SET EXERCISE: Please extract each row below that contains the word "matching".

DATA FOR PROCESSING:

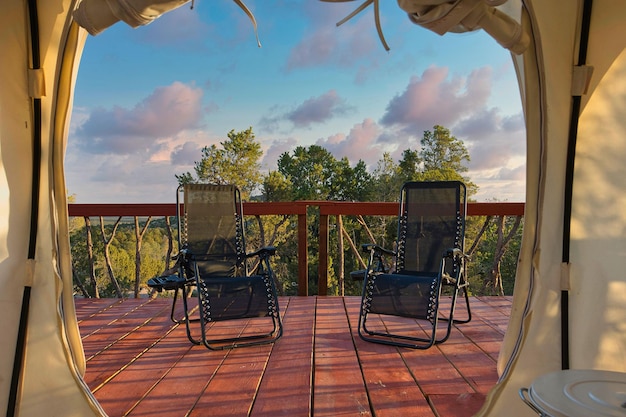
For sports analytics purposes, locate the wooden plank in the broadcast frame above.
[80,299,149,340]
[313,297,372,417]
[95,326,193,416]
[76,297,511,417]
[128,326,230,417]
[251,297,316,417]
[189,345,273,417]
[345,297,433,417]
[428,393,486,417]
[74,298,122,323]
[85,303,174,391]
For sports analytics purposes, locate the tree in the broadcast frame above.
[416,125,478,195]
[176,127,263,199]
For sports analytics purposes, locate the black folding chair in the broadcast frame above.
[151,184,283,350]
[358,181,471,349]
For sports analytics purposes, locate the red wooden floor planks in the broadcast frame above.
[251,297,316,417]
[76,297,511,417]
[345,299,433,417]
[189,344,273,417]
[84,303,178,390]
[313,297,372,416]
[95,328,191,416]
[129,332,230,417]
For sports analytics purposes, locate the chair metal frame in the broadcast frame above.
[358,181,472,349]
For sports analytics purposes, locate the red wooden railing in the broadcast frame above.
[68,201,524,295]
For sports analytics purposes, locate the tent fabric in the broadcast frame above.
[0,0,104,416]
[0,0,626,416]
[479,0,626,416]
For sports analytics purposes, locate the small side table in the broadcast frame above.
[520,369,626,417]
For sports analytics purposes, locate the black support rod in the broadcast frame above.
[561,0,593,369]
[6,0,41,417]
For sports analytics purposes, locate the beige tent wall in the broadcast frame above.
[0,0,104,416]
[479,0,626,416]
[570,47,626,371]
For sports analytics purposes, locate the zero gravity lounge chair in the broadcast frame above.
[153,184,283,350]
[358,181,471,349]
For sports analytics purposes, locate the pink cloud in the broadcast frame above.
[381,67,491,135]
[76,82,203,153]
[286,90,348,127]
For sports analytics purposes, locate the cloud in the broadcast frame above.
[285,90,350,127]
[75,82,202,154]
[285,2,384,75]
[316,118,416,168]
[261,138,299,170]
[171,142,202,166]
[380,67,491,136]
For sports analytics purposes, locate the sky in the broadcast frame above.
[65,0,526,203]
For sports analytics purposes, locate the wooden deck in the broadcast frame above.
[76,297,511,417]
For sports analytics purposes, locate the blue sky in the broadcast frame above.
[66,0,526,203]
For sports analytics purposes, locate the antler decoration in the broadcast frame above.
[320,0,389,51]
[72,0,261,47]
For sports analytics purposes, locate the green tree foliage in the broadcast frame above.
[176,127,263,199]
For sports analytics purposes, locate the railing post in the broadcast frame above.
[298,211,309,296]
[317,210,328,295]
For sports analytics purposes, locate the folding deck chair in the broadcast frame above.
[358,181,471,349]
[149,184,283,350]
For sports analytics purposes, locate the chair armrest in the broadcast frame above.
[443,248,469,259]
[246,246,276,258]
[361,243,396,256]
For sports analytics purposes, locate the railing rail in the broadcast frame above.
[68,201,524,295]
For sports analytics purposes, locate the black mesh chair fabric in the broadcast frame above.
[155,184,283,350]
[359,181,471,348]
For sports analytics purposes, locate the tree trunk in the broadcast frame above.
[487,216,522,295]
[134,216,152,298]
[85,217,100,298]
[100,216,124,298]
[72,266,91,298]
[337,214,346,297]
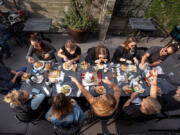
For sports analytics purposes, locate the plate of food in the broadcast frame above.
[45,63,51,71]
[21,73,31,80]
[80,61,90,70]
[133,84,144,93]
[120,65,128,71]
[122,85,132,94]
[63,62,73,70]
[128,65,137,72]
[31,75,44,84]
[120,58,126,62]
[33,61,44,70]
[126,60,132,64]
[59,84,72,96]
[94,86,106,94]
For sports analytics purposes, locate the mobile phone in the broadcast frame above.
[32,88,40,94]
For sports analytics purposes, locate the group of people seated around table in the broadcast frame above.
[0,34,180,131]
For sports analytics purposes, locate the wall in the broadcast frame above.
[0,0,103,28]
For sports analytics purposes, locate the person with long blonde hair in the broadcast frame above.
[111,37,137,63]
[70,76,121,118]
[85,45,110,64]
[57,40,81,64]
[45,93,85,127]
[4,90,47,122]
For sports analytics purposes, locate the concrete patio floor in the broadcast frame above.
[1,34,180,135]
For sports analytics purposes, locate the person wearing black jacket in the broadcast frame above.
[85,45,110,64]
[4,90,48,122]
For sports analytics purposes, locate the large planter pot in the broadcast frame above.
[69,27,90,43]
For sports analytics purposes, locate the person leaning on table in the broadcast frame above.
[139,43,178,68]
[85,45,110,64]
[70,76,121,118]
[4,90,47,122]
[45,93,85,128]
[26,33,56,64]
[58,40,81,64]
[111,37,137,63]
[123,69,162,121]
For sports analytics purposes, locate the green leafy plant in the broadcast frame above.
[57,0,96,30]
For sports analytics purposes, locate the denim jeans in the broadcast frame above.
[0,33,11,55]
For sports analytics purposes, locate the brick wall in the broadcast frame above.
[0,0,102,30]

==

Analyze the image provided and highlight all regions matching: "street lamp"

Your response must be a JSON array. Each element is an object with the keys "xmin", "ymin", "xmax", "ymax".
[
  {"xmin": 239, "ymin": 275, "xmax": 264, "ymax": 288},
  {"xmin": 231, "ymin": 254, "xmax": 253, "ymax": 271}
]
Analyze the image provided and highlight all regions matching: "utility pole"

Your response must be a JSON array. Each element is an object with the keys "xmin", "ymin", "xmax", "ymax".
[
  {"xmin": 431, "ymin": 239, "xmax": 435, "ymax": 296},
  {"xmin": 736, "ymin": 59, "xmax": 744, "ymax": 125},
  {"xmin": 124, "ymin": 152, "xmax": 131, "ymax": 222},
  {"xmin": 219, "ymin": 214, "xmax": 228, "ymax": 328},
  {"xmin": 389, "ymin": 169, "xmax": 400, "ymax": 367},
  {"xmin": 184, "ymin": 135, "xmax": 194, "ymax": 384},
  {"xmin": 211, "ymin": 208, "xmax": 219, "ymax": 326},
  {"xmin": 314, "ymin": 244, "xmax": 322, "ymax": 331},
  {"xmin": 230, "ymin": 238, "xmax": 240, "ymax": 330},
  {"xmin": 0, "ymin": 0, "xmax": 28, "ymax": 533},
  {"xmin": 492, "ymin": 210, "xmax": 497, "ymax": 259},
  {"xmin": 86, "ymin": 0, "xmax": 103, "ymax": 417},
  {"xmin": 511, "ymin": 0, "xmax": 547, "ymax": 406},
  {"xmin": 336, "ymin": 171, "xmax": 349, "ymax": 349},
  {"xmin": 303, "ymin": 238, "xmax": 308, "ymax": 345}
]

WRITTEN SOLUTION:
Analyze the image provided and highlight all regions matching: "street lamp"
Analyze the image provided and highlight all regions matching: "utility pole"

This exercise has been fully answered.